## Ejercicio escrito 1
Determine en cuántas líneas de los registros aparece la palabra "tree" e indique únicamente esa cifra.

## Fragmento de página

# Probador de bobina de encendido automotor ( 12 v )



## Abelyto (Jul 2, 2010)

Estoy diseñando un provador de bobinas (adjunto el circuito). El consumo de una bobina DIS es de 15 amp. Quiero que el transistor deje de funcionar cuando se supere ese limite de corriente. Estuve probando algunas alternativas para sensar corriente con una R y que conecte y desconecte un tiristor pero no funciona muy bien. Alguien puede sujerirme alguna idea? Desde ya gracias.


----------



## DOSMETROS (Jul 2, 2010)

¡ Bienvenido al Foro !

Fijate que podés hacer eso de poner la resistencia en serie con el negativo, y con un tiristor resetear el 555 por su pata 4.

Algo así.



Saludos !


----------



## maligno (Jul 12, 2010)

Casi todos los encendidos dis vienen driveados por igbts y algunos mas arcaicos como el Motorola que montaba el venerable Citroen Visa venía con un Darlington BU 931 que es para 15A.


----------



## apjmax (May 4, 2011)

maligno, yo quiero armar un probador de bobinas para todo tipo de bobinas de automoviles con inyeccion electronica.
crees que con este sera suficiente para prueba de chispa o se necesita otro?
alguna sugerencia?


----------



## Abelyto (May 4, 2011)

Hola. El probador de bobinas que adjunte tenia un funcionamiento inestable que se podia apreciar solo en la practica. Le hice algunas modificaciones luego y logre que quede perfecto, puedo mostrartelo si queres. Saludos.


----------



## mark28 (May 19, 2011)

hola abelyto el diagrama que anexas es el que funciona correctamente? es a este que le hiciste correcciones y es a otro? gracias por tu aportacion


----------



## Abelyto (May 23, 2011)

## Ejercicio escrito 2
Transcriba sin cambios el pasaje del hilo sobre el probador de bobinas de encendido que empieza con "Casi todos los" y sigue hasta "con inyeccion electronica.".

## Registros proporcionados
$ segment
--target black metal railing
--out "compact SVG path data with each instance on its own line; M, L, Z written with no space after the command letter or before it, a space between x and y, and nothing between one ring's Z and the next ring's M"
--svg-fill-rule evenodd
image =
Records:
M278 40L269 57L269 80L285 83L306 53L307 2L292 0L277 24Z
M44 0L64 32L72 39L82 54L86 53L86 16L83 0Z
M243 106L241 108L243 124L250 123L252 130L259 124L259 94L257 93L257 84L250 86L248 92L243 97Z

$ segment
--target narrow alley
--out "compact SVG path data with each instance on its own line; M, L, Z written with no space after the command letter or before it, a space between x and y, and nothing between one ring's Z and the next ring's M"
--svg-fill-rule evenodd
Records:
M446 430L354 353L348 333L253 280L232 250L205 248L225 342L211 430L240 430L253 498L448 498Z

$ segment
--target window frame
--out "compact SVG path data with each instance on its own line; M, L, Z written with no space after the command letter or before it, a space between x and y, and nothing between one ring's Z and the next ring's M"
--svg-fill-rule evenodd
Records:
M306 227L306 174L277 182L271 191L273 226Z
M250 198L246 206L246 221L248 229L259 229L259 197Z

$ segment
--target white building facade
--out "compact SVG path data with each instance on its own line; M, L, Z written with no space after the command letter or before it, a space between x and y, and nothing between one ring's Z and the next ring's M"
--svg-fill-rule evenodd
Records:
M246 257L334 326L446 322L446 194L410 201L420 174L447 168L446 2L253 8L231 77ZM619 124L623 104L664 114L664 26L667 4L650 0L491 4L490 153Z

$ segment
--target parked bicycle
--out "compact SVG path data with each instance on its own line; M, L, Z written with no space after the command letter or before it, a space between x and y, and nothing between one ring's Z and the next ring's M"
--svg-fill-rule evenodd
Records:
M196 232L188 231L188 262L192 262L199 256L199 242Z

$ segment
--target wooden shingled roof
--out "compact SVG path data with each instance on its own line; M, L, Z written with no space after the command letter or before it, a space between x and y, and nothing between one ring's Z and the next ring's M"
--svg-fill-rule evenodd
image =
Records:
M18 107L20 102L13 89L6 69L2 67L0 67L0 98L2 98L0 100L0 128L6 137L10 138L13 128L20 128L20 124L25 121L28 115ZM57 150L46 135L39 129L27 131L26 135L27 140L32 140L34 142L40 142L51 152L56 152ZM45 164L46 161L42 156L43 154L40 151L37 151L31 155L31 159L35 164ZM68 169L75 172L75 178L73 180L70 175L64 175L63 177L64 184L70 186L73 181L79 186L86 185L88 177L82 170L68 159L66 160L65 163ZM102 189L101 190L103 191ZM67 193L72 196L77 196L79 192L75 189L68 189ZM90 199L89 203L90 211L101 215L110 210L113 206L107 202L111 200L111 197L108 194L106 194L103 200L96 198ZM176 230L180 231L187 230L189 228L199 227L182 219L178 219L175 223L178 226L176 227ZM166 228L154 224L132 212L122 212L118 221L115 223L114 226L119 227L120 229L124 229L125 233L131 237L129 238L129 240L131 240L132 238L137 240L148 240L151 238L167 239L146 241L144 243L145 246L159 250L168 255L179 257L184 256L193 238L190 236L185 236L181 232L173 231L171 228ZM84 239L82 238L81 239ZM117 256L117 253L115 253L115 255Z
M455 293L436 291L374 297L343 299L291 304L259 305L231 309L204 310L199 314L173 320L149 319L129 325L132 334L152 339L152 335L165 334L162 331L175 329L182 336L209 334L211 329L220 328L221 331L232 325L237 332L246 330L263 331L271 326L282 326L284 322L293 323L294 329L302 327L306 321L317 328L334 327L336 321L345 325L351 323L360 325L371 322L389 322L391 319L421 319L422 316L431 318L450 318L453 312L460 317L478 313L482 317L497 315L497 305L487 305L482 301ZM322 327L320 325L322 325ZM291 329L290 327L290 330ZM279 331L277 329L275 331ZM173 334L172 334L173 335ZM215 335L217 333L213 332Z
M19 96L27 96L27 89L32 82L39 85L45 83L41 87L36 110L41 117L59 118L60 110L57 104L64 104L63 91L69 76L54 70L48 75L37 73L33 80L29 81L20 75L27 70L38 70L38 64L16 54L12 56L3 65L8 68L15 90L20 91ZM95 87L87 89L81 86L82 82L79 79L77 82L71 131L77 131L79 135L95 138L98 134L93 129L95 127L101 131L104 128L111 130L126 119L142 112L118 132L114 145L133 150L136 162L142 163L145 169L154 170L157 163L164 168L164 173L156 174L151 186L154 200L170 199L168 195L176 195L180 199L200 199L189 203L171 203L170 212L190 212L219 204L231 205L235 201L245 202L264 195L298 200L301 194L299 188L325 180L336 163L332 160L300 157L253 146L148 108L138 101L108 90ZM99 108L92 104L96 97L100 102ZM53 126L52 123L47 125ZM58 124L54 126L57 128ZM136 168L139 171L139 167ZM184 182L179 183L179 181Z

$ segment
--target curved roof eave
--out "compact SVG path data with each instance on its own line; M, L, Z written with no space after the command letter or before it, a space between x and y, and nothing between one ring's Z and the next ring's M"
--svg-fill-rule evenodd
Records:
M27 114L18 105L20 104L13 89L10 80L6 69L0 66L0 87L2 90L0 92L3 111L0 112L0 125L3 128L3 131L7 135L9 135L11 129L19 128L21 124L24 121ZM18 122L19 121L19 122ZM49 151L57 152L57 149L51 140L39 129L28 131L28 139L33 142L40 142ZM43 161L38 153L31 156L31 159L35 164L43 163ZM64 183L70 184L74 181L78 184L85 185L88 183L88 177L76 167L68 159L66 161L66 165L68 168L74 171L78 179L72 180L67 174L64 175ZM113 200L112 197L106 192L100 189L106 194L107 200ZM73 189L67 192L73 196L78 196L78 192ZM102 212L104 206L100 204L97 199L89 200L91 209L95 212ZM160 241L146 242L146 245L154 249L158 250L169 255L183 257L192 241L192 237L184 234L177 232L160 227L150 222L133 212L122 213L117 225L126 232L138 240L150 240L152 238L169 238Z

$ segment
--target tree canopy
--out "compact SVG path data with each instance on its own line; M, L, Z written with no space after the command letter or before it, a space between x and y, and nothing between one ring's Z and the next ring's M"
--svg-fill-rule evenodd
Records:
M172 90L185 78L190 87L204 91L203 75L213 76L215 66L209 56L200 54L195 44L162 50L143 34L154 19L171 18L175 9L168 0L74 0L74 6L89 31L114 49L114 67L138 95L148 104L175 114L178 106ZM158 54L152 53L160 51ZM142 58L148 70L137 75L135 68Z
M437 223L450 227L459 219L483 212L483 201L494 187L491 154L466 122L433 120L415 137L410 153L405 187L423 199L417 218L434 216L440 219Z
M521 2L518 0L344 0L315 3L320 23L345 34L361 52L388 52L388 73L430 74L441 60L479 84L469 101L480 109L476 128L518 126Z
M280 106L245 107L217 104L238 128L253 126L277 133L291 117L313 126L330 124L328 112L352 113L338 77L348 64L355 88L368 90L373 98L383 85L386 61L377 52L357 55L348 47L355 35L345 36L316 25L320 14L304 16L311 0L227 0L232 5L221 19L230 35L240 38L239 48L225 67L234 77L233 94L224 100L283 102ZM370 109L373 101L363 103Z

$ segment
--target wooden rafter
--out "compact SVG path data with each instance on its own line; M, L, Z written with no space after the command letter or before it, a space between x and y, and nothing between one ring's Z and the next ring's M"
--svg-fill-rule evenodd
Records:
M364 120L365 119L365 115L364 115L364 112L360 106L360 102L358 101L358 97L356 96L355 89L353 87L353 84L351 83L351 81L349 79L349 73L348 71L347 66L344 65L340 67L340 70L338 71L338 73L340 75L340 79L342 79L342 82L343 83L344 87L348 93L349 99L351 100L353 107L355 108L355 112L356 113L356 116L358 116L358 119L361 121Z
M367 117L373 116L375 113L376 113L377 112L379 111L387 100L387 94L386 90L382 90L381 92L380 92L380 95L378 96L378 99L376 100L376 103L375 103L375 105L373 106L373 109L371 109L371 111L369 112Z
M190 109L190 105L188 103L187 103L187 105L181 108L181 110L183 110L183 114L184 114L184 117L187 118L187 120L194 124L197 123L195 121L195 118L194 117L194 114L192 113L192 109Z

==

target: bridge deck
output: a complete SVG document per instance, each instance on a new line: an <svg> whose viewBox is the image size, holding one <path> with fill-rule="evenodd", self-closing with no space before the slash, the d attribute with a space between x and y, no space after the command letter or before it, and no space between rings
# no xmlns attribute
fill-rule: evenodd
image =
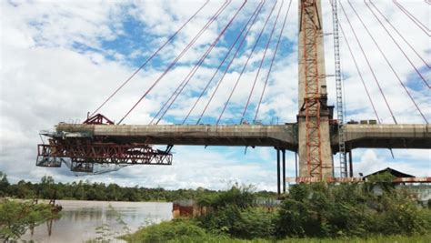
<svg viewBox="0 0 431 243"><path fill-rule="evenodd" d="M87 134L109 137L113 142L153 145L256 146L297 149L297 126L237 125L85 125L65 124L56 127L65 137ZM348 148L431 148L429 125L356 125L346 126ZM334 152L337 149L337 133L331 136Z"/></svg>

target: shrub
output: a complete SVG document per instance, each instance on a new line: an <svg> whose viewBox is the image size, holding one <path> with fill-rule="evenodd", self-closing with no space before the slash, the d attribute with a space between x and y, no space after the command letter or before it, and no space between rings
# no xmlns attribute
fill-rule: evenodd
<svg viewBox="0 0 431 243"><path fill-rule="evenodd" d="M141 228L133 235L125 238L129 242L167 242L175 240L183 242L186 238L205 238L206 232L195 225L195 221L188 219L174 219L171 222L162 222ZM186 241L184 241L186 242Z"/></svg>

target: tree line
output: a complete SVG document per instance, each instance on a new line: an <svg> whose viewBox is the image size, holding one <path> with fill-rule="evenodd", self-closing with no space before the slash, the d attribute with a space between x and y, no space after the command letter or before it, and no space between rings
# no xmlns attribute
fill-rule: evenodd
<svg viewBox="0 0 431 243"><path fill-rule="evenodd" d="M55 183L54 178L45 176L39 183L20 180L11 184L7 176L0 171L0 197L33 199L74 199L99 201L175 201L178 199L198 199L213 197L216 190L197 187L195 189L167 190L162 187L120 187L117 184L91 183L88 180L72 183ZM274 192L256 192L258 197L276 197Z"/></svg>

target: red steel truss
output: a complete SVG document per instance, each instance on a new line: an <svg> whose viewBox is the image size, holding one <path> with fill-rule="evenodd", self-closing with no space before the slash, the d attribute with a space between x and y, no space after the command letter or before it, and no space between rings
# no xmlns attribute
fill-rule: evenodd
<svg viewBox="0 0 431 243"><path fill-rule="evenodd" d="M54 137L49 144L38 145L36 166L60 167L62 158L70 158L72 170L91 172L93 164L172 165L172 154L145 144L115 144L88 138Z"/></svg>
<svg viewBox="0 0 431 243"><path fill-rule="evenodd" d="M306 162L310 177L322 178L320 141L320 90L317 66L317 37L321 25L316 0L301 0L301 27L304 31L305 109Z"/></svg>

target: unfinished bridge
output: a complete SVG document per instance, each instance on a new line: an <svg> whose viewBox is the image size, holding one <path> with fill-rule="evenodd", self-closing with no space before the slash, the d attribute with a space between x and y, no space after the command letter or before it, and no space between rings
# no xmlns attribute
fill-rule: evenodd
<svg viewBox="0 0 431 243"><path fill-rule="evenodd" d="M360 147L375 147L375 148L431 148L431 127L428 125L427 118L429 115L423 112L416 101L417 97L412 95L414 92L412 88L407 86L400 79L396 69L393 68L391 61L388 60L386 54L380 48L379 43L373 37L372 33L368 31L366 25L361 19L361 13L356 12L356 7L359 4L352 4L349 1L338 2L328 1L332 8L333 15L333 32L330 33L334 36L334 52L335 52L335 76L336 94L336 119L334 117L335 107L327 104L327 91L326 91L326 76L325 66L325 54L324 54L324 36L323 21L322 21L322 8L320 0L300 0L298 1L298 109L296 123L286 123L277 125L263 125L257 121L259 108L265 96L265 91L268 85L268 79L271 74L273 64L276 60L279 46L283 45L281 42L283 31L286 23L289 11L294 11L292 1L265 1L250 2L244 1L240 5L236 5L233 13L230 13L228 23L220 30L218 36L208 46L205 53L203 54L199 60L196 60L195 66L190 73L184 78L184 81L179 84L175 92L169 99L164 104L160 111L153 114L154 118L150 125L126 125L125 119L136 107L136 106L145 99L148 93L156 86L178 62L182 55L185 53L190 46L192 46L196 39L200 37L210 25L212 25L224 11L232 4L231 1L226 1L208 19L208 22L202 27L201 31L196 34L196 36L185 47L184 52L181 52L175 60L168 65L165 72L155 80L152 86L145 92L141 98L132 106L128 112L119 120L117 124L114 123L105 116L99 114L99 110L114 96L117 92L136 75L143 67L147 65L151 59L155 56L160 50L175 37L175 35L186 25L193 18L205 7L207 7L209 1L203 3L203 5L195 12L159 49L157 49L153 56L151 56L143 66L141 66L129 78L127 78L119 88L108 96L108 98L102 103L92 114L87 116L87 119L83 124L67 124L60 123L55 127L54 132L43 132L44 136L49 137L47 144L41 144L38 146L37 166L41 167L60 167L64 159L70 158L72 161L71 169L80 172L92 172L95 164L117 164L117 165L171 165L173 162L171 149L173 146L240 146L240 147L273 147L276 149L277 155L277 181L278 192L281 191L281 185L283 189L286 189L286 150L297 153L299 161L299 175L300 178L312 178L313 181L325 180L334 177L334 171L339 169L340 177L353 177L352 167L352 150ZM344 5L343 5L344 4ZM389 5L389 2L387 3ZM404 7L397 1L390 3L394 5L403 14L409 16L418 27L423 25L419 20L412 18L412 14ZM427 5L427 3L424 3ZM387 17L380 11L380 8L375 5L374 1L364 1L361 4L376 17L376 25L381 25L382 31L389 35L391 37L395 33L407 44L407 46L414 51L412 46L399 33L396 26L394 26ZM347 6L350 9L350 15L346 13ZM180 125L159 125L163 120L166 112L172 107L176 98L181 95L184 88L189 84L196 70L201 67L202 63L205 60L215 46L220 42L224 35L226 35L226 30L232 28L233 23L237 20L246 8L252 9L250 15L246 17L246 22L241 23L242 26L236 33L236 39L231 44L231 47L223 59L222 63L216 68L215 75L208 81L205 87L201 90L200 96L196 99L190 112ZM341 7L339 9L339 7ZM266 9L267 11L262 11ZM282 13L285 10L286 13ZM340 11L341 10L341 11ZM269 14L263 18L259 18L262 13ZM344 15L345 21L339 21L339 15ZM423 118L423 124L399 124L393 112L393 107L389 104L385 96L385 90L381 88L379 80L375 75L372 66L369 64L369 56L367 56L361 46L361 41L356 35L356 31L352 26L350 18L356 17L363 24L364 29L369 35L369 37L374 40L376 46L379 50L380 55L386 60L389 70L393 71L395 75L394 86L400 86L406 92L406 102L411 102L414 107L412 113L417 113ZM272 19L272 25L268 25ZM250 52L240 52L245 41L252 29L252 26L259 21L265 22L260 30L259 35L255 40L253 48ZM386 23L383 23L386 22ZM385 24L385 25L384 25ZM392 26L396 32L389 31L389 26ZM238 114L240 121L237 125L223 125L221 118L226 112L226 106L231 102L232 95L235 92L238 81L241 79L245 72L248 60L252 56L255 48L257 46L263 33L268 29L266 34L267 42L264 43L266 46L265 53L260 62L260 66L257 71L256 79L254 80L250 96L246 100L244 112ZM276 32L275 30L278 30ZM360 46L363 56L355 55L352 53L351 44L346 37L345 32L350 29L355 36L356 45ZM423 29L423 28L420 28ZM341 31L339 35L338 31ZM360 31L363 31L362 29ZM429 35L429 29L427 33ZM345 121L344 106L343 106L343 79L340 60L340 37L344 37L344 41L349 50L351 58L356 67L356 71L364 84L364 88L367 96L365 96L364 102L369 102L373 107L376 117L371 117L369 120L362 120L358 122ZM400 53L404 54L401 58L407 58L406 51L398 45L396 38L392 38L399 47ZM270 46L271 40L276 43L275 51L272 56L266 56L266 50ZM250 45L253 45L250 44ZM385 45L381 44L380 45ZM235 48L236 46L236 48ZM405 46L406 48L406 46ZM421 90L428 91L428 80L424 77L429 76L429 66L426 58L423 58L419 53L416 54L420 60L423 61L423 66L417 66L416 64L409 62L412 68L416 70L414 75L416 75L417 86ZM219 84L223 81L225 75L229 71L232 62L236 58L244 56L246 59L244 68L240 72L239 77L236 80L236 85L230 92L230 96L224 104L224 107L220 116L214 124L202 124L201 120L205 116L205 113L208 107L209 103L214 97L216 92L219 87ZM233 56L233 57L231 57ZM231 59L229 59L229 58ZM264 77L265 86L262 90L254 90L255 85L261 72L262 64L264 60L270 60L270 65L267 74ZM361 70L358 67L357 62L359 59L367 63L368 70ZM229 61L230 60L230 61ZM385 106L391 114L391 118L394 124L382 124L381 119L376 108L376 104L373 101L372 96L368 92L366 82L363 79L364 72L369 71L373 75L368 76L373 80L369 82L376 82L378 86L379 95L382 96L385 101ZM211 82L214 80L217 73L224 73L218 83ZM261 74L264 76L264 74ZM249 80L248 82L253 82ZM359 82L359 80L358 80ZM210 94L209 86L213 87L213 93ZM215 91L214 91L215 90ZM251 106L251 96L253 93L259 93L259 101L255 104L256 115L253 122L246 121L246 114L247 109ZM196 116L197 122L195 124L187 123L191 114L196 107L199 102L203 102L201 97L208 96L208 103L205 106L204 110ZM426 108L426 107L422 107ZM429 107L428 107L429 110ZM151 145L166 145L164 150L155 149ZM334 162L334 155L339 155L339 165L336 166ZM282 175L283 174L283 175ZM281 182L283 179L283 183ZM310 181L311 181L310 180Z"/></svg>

==

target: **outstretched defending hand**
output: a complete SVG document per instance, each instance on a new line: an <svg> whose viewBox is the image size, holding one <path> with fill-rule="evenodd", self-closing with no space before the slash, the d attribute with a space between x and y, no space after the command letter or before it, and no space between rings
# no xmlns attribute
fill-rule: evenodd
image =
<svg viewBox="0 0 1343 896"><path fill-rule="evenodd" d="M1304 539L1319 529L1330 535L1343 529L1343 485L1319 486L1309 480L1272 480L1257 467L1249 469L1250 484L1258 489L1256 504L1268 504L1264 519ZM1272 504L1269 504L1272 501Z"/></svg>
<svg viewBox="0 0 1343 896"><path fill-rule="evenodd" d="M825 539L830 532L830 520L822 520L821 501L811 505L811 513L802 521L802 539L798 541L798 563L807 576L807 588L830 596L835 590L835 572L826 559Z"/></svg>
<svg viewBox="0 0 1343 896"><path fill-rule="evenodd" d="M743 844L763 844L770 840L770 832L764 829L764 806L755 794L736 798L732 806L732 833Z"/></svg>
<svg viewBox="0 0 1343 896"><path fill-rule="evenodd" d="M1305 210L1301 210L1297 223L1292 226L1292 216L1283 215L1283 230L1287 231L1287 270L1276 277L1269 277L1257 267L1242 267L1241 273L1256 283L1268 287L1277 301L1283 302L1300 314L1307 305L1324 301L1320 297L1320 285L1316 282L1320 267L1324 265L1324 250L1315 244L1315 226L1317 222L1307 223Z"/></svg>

## Respuesta 1
2

## Respuesta 2
Casi todos los encendidos dis vienen driveados por igbts y algunos mas arcaicos como el Motorola que montaba el venerable Citroen Visa venía con un Darlington BU 931 que es para 15A.


----------



## apjmax (May 4, 2011)

maligno, yo quiero armar un probador de bobinas para todo tipo de bobinas de automoviles con inyeccion electronica.